Print each entry word for word.

(Stored data entries)
<<<<

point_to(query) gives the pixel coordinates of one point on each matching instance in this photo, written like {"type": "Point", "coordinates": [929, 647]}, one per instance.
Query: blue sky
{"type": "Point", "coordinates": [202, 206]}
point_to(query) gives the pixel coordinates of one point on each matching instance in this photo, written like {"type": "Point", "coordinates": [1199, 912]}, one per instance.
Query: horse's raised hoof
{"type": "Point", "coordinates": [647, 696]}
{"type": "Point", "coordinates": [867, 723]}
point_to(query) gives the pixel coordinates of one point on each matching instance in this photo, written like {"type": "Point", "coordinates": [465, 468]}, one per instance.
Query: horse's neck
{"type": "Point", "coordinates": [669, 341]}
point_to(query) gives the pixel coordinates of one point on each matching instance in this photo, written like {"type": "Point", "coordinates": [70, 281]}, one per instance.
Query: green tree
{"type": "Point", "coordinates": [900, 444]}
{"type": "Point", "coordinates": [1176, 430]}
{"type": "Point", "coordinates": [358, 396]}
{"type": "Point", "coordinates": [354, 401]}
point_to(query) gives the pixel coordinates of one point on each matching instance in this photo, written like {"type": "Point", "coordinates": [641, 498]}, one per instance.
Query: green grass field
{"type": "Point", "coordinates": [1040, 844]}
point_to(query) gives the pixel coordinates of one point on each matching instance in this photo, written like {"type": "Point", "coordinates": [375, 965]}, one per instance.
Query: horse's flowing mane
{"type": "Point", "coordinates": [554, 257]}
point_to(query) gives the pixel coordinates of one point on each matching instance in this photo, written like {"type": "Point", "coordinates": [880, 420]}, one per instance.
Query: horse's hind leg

>>>>

• WRITTEN ANSWER
point_to(query) gives the pixel coordinates of one point on each matching instance in this photo, written like {"type": "Point", "coordinates": [929, 647]}, one per instance.
Query: blue sky
{"type": "Point", "coordinates": [202, 206]}
point_to(query) gives the pixel coordinates of one point on each matching instance in this photo, written like {"type": "Point", "coordinates": [1199, 912]}, one per instance.
Query: horse's raised hoof
{"type": "Point", "coordinates": [647, 696]}
{"type": "Point", "coordinates": [867, 723]}
point_to(query) gives the pixel coordinates of one point on each matching instance in this photo, written like {"type": "Point", "coordinates": [465, 468]}, one per instance.
Query: horse's neck
{"type": "Point", "coordinates": [669, 341]}
point_to(query) gives the pixel coordinates of one point on each matching instance in this photo, written like {"type": "Point", "coordinates": [70, 281]}, one per instance.
Query: green tree
{"type": "Point", "coordinates": [900, 444]}
{"type": "Point", "coordinates": [1176, 430]}
{"type": "Point", "coordinates": [358, 396]}
{"type": "Point", "coordinates": [354, 401]}
point_to(query) gives the pixel coordinates of one point on each matching instance in this photo, written like {"type": "Point", "coordinates": [641, 498]}, one per instance.
Query: green grass field
{"type": "Point", "coordinates": [1040, 844]}
point_to(query) gives the pixel coordinates of one point on each matching instance in this photo, written like {"type": "Point", "coordinates": [375, 965]}, one per instance.
Query: horse's flowing mane
{"type": "Point", "coordinates": [554, 257]}
point_to(query) gives the pixel coordinates of one point on each matching instance in this photo, written like {"type": "Point", "coordinates": [880, 420]}, one per instance.
Query: horse's hind leg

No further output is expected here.